*** Data listing ***

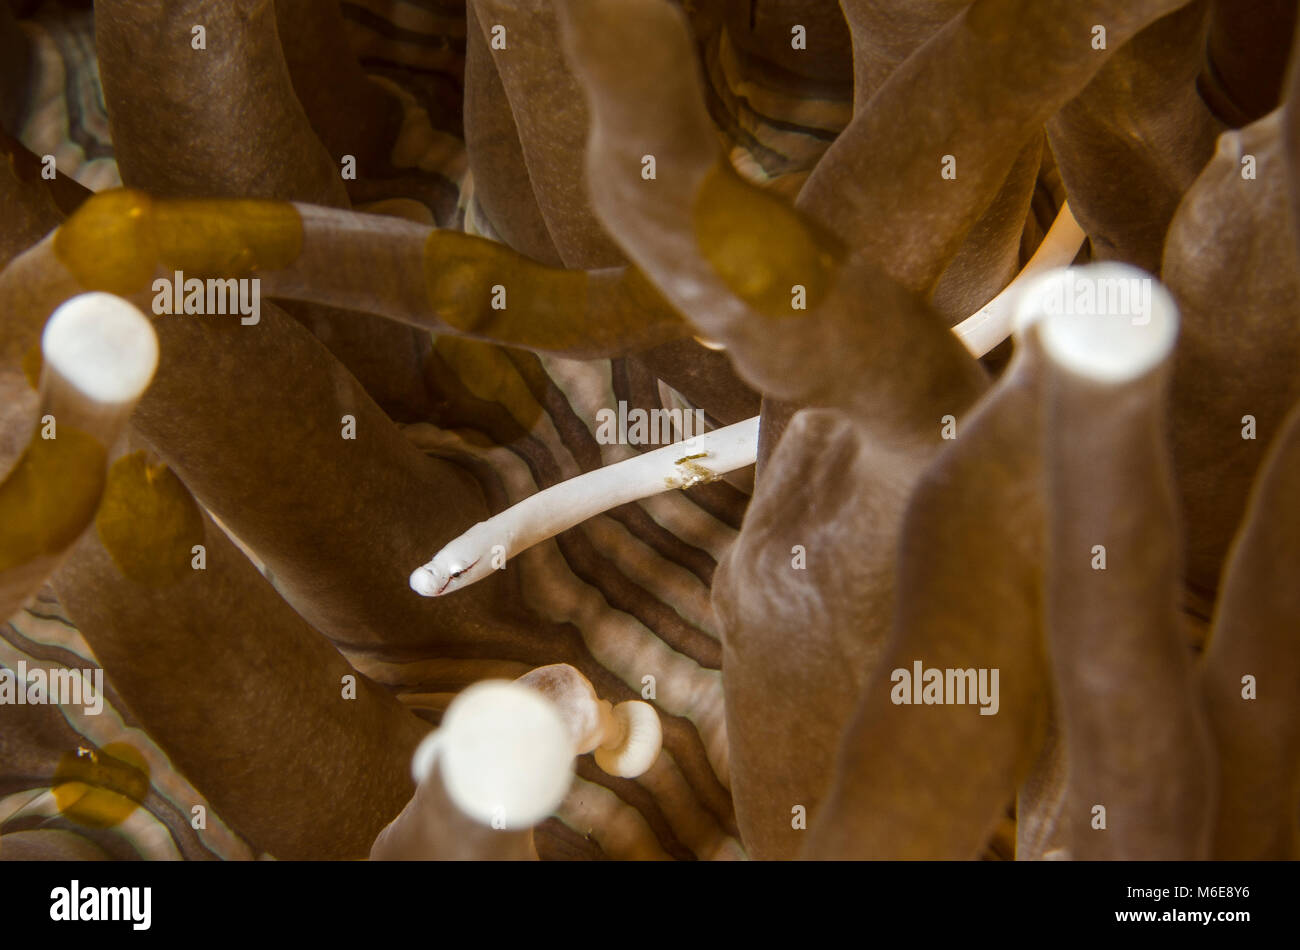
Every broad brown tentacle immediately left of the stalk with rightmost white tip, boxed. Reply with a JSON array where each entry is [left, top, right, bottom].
[[803, 342, 1049, 859]]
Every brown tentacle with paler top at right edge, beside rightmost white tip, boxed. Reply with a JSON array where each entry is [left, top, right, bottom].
[[1164, 112, 1300, 593]]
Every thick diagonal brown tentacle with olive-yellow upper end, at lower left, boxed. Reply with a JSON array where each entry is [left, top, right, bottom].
[[55, 451, 425, 859]]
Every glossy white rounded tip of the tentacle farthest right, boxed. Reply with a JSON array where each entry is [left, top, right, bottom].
[[1015, 263, 1178, 383]]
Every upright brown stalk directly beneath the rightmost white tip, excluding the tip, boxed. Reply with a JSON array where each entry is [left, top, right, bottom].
[[1044, 295, 1214, 860]]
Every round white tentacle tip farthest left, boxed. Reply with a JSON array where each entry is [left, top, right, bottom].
[[40, 292, 159, 405]]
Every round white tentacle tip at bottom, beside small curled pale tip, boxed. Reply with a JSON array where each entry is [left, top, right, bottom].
[[438, 680, 573, 829]]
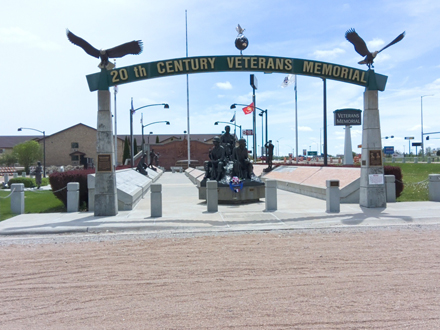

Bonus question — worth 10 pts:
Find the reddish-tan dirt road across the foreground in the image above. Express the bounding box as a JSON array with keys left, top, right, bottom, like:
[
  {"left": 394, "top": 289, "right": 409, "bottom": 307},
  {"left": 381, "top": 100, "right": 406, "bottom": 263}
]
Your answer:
[{"left": 0, "top": 227, "right": 440, "bottom": 329}]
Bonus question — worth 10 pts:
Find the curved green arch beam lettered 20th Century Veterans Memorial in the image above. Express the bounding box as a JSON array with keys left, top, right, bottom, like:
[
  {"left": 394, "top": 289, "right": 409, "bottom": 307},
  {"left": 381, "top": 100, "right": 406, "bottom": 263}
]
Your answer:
[{"left": 87, "top": 56, "right": 387, "bottom": 92}]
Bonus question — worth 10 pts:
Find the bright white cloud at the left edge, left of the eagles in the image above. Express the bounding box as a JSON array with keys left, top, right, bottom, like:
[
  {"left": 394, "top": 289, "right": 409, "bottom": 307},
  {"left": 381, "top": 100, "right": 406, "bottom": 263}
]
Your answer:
[{"left": 0, "top": 27, "right": 60, "bottom": 50}]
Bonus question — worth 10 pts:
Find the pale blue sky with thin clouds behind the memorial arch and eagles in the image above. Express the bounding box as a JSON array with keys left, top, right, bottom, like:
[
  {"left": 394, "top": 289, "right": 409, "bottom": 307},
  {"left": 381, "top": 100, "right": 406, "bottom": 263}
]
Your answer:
[{"left": 0, "top": 0, "right": 440, "bottom": 155}]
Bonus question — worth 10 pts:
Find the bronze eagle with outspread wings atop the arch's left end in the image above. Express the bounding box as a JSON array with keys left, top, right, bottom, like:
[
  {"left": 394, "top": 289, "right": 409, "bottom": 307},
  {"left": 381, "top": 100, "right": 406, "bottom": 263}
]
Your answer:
[{"left": 66, "top": 30, "right": 143, "bottom": 70}]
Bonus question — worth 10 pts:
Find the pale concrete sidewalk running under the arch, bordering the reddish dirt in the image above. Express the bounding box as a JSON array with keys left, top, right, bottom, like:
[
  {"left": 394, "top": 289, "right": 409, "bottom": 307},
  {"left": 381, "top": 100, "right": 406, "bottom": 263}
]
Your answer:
[{"left": 0, "top": 172, "right": 440, "bottom": 235}]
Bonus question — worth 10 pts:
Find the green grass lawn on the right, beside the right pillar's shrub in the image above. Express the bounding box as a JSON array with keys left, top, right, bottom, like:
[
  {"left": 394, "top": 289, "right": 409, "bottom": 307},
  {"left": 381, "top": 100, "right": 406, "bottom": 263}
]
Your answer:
[{"left": 385, "top": 163, "right": 440, "bottom": 202}]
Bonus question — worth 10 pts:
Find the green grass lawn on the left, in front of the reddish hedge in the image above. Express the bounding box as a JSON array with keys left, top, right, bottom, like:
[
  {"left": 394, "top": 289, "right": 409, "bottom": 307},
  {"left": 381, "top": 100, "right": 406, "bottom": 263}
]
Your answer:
[{"left": 0, "top": 190, "right": 66, "bottom": 221}]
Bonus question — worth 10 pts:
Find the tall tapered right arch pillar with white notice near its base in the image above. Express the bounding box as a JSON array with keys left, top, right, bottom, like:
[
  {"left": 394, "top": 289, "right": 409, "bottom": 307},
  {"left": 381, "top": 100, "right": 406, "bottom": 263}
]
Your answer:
[{"left": 359, "top": 86, "right": 386, "bottom": 208}]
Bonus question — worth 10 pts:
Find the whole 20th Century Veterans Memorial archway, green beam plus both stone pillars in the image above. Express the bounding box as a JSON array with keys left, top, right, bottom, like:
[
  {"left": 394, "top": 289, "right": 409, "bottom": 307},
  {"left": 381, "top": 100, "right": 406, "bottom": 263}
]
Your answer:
[{"left": 87, "top": 56, "right": 387, "bottom": 215}]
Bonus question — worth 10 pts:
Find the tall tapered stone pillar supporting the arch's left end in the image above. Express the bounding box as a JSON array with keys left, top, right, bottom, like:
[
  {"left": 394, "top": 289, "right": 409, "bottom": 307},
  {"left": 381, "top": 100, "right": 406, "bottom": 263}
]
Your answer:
[{"left": 94, "top": 89, "right": 118, "bottom": 216}]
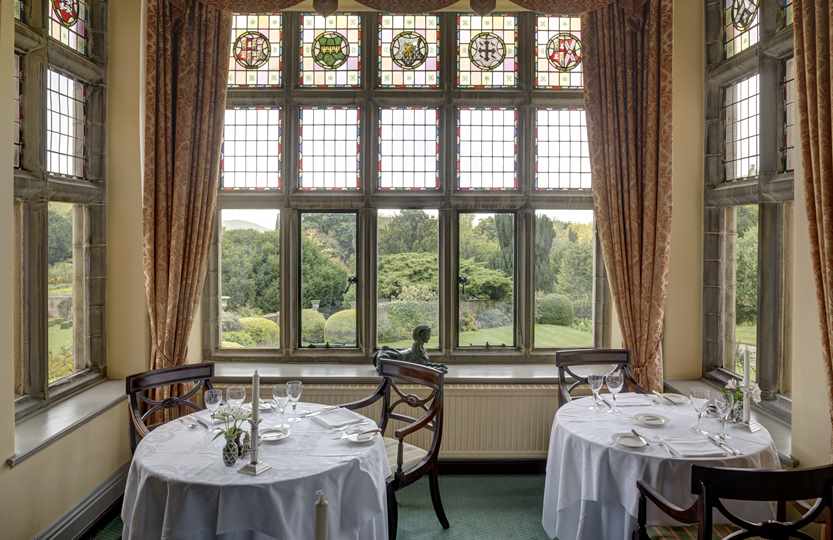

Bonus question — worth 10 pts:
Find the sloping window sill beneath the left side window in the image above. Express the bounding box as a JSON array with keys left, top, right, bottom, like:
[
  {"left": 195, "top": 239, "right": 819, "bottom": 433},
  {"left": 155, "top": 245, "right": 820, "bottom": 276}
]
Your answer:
[{"left": 6, "top": 380, "right": 126, "bottom": 467}]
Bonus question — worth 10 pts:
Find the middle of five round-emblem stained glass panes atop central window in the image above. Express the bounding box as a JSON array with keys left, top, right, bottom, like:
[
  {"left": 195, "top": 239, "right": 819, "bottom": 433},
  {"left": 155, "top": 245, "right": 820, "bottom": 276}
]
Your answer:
[{"left": 379, "top": 15, "right": 440, "bottom": 88}]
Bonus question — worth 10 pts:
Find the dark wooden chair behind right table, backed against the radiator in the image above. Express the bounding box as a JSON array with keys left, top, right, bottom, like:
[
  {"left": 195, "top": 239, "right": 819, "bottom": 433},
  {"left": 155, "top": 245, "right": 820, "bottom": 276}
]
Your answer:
[{"left": 555, "top": 349, "right": 646, "bottom": 407}]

***

The count of lines above that include the string "atop" is the sole expected answer.

2